[[ INPUT RECORDS open ]]
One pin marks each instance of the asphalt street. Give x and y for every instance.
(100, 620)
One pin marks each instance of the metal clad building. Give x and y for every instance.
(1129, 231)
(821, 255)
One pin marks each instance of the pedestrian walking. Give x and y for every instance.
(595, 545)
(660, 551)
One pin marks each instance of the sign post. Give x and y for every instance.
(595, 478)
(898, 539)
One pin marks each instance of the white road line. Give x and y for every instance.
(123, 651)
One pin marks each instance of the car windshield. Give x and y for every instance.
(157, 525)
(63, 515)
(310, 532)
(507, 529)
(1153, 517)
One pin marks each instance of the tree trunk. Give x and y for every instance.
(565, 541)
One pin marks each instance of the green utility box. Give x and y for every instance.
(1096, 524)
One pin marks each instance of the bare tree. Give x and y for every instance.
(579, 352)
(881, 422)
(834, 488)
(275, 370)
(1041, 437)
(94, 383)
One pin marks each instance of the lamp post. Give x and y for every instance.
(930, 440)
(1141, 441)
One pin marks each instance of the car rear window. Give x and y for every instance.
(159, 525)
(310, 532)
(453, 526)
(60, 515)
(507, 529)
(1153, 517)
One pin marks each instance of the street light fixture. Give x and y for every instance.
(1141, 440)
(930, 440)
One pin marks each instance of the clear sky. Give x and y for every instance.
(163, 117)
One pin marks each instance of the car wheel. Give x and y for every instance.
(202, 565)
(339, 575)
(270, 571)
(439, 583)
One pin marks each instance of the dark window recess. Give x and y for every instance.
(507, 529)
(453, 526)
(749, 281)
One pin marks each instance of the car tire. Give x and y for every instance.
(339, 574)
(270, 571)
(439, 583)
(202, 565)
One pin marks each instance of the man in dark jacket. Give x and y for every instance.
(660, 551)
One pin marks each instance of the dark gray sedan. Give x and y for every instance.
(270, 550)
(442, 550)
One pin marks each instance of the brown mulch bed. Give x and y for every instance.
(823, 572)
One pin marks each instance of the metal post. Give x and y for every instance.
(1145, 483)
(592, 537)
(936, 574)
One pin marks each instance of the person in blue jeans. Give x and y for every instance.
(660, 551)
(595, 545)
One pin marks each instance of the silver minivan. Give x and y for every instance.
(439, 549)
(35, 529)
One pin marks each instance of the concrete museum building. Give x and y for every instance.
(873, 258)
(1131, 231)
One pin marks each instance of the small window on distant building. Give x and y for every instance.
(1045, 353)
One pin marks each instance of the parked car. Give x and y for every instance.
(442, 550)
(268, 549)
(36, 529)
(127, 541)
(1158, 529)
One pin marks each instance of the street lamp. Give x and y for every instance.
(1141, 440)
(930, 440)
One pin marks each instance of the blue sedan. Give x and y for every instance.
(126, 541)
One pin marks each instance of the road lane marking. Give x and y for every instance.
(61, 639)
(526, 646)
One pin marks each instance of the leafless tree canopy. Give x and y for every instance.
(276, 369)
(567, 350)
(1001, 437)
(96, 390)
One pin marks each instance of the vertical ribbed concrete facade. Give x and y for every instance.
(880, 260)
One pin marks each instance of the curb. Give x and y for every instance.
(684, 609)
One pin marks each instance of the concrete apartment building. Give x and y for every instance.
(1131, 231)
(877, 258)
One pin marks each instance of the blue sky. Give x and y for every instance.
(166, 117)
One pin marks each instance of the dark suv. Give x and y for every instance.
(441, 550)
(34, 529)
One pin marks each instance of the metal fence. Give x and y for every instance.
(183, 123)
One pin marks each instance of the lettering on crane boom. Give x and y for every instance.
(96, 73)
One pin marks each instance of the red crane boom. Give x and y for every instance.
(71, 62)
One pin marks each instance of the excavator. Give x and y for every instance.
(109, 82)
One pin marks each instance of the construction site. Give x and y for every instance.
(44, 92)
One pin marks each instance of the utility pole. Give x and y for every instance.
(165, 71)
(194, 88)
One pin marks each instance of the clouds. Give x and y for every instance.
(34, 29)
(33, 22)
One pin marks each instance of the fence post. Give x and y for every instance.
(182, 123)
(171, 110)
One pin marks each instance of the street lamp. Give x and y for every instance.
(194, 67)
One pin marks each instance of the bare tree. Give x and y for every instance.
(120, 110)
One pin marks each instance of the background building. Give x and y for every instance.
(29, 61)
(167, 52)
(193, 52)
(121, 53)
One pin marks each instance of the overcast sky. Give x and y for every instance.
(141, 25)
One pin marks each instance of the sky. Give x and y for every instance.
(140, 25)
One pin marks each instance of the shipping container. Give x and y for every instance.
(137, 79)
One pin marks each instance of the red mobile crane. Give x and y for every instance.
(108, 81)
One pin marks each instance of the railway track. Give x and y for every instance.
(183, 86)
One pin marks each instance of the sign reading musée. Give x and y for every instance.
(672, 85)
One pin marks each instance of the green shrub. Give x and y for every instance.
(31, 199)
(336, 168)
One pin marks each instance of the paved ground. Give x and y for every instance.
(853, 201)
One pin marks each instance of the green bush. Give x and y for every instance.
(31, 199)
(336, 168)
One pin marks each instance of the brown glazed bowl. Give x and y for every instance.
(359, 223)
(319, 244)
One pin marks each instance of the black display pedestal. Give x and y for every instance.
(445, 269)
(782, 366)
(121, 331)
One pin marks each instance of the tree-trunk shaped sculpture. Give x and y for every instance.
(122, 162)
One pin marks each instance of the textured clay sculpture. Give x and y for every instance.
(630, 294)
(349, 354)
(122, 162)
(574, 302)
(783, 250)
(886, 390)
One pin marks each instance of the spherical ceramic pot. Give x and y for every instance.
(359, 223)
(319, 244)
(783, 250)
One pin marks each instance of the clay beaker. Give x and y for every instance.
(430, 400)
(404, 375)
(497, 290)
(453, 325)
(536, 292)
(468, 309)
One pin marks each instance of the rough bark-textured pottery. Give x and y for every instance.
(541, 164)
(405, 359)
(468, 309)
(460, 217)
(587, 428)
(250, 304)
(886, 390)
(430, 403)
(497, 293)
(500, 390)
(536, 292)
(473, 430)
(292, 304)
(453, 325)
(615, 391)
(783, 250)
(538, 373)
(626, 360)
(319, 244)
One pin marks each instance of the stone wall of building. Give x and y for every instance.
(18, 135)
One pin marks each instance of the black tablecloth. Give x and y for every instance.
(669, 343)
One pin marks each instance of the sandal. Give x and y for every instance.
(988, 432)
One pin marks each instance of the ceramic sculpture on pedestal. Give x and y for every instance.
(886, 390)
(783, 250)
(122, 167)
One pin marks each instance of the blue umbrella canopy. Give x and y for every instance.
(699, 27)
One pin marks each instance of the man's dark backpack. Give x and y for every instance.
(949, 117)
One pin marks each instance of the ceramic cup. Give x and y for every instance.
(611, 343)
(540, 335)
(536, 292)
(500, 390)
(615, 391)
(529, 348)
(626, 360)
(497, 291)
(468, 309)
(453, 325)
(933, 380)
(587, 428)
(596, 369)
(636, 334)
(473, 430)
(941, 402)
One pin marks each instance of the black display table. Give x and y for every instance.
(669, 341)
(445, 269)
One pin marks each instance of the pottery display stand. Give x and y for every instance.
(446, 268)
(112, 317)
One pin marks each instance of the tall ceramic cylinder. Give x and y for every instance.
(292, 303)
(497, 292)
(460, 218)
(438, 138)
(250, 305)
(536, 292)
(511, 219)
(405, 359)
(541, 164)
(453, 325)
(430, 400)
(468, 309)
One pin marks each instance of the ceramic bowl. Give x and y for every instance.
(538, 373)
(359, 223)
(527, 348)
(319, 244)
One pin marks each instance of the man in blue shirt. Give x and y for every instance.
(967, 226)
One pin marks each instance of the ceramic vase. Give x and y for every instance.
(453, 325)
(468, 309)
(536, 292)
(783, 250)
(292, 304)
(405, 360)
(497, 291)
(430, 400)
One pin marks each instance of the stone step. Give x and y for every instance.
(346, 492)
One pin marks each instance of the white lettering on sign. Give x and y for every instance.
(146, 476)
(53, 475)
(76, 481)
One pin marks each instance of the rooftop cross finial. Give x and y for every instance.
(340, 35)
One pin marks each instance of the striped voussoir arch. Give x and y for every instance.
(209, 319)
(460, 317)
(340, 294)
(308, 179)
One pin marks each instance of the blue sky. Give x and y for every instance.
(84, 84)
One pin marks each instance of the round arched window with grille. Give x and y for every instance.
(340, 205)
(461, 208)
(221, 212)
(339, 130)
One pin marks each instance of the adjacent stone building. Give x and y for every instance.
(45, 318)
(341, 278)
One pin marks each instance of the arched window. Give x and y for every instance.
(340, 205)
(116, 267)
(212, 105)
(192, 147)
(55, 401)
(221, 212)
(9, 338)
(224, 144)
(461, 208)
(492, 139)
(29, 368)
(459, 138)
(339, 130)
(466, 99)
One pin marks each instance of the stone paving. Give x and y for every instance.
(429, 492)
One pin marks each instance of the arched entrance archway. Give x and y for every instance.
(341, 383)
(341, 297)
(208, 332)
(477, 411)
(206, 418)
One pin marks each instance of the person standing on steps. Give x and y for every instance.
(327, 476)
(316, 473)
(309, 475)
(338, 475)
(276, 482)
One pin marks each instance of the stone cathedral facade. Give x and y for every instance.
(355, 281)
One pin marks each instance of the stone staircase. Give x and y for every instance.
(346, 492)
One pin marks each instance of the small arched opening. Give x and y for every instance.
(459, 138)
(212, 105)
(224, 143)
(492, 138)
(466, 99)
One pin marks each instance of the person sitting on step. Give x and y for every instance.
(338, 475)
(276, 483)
[[ INPUT RECORDS closed ]]
▶ [INSTRUCTIONS FOR THE TASK]
Locate "One pin marks each instance of the stone paving." in the material, then quote the line that contains it and all lines after it through the final one.

▶ [TASK SOLUTION]
One pin marks each instance of the stone paving. Give x and y for every instance.
(429, 492)
One pin marks each instance of the arched entrance archway. Give x and y for every instance.
(341, 383)
(341, 297)
(208, 332)
(477, 411)
(206, 418)
One pin marks each instance of the person standing on steps. Give x and y for every instance.
(327, 476)
(316, 473)
(309, 475)
(338, 475)
(276, 482)
One pin marks each instance of the stone cathedral facade. Give x and y for every instance.
(355, 281)
One pin marks each instance of the stone staircase. Give x and y for every instance.
(346, 492)
One pin marks each instance of the small arched opening. Give x and y for every instance.
(459, 138)
(212, 105)
(224, 143)
(492, 138)
(466, 99)
One pin marks each instance of the person sitting on step. Give x and y for every instance.
(338, 475)
(276, 483)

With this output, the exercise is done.